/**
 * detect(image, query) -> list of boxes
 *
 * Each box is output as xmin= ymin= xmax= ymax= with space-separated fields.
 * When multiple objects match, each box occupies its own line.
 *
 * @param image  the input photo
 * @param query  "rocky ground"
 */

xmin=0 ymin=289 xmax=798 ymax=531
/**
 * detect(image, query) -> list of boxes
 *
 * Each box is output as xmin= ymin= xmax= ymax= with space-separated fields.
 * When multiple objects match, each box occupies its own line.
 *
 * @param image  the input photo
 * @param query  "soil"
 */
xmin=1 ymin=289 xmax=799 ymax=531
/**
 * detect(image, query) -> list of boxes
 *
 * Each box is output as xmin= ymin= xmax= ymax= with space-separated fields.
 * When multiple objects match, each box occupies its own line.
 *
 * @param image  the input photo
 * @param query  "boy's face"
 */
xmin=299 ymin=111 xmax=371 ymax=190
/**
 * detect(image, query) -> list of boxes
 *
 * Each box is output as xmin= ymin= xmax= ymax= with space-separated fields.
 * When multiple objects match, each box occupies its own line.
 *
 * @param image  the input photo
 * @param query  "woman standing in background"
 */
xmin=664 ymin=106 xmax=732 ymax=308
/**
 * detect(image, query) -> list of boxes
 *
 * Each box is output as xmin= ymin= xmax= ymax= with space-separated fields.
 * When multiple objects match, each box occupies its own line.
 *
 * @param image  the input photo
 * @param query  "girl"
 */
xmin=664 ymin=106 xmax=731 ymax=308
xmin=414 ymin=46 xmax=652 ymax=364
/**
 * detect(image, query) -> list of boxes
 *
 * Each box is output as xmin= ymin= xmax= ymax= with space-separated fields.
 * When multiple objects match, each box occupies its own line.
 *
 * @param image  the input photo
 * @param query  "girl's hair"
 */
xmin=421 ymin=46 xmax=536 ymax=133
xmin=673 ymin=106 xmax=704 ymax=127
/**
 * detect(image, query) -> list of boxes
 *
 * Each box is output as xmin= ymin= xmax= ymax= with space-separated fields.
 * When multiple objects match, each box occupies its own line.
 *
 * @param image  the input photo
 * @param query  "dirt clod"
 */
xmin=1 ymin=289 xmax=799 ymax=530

• • • • •

▶ Your task
Transcribe every record above exactly as it appears.

▶ Problem solution
/**
 * detect(image, query) -> list of boxes
 *
 * Each box is output as xmin= ymin= xmax= ymax= with space-separated fields.
 * When multiple objects match, each box occupies its own line.
 *
 * @param image  the input photo
 * @param query  "rocky ground"
 */

xmin=0 ymin=289 xmax=798 ymax=531
/**
 * detect(image, query) -> list of boxes
 *
 * Each box is output as xmin= ymin= xmax= ymax= with space-separated fields.
 * When multiple objects match, each box occupies its own line.
 *
 * @param image  the input photo
 * @param query  "soil"
 */
xmin=1 ymin=289 xmax=799 ymax=531
/**
 * detect(image, query) -> list of boxes
 *
 * Each box is output as xmin= ymin= xmax= ymax= with space-separated fields.
 * When multiple objects match, each box occupies its own line.
 *
 * @param image  the input photo
 * @param query  "boy's face"
 */
xmin=299 ymin=111 xmax=371 ymax=190
/**
 * detect(image, query) -> list of boxes
 *
 * Each box is output as xmin= ymin= xmax= ymax= with space-separated fields.
 * When multiple objects match, each box occupies its own line.
 *
 * @param image  the input photo
 * @param query  "woman standing in background"
 */
xmin=664 ymin=106 xmax=732 ymax=308
/**
 * detect(image, query) -> list of boxes
 *
 * Each box is output as xmin= ymin= xmax= ymax= with space-separated fields.
 * When multiple objects match, each box occupies its own line.
 *
 * @param image  the input photo
 * @param query  "girl"
 */
xmin=664 ymin=106 xmax=731 ymax=308
xmin=414 ymin=46 xmax=652 ymax=364
/**
 * detect(image, query) -> list of boxes
 *
 * Each box is output as xmin= ymin= xmax= ymax= with space-separated fields.
 * When multiple objects match, each box occupies its own line.
 *
 * @param image  the input photo
 * @param query  "girl's hair"
 */
xmin=421 ymin=46 xmax=536 ymax=133
xmin=673 ymin=106 xmax=704 ymax=127
/**
 * detect(image, query) -> list of boxes
 *
 * Each box is output as xmin= ymin= xmax= ymax= with space-separated fields.
 * When multiple objects match, each box occupies its own line.
 *
 * @param image  the input photo
 * @param query  "dirt clod"
 */
xmin=1 ymin=289 xmax=799 ymax=530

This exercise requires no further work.